## Extrait
L’exposition Images d’un sou : Jouer, apprendre et chanter (1830-1960), qui se tient à la Médiathèque Verlaine du 13 septembre au 13 novembre 2016, s’ouvre sur les images messines que le célèbre poète admira dans son enfance et auxquelles il fait référence dans son recueil Jadis et naguère de 1884.
Le poème Image d’un sou cite explicitement deux gravures qui semblent avoir particulièrement marquées Verlaine au cours de ses jeunes années dans notre ville. Mais laissons-lui la parole :
« (…) Voici Damon qui soupire
Sa tendresse à Geneviève
De Brabant qui fait ce rêve
D’exercer un chaste empire
Dont elle-même se pâme
Sur la veuve du Pyrame
Tout exprès ressuscitée (…) »
Le personnage de Geneviève de Brabant semble plus légendaire qu’historique. Accusée à tort d’adultère, elle fut obligée de vivre plusieurs années avec son enfant dans une forêt où son mari, de retour de guerre, la découvrit miraculeusement au cours d’une chasse avant de devoir admettre son innocence.

## Consignes
Poursuivez l'extrait sur l'exposition Images d'un sou à partir de sa dernière phrase. Le matériel présenté ensuite provient d'une source différente.

## Extraits de données
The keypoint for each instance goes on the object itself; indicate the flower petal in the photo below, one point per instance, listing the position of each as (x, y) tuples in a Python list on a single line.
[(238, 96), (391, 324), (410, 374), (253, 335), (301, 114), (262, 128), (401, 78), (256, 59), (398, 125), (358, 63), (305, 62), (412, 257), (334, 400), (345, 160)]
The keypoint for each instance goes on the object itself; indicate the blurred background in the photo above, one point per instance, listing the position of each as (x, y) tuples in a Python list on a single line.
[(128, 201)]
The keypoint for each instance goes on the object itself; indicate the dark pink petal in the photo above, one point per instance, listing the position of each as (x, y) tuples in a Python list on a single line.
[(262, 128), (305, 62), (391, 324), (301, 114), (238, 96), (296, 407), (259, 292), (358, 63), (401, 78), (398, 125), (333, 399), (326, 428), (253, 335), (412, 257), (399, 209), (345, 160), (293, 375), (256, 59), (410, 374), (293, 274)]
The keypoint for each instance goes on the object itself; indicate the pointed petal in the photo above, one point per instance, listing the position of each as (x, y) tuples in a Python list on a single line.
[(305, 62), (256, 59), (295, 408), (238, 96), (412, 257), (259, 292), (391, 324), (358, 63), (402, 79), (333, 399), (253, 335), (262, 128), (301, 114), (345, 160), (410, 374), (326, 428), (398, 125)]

## Réponse
Nous devons aux Métamorphoses d’Ovide la popularisation de la légende de Pyrame et Thisbé. Véritables Roméo et Juliette antiques, les deux jeunes amants babyloniens sont poussés au suicide par un quiproquo dramatique.
Ces deux légendes ont connu de nombreuses adaptations littéraires : plusieurs ouvrages issus des collections patrimoniales des Bibliothèques-Médiathèques de Metz en témoignent dès l’entrée de l’exposition.
On ignore cependant qu’elles ont également inspiré les compositeurs au cours des siècles. En effet, si ces aventures pleines de « bruits et de fureur » semblent aujourd’hui bien oubliées, elles firent très longtemps partie du patrimoine culturel commun de nos ancêtres. Comment s’étonner alors de les voir représentées sur les scènes lyriques, spectacles grand public et populaires (dans les théâtres, un sou suffisait pour réserver une place au paradis) ? Le fonds patrimonial musical des Bibliothèques-Médiathèques de Metz conserve les enregistrements de quelques adaptations musicales parfois très inattendues.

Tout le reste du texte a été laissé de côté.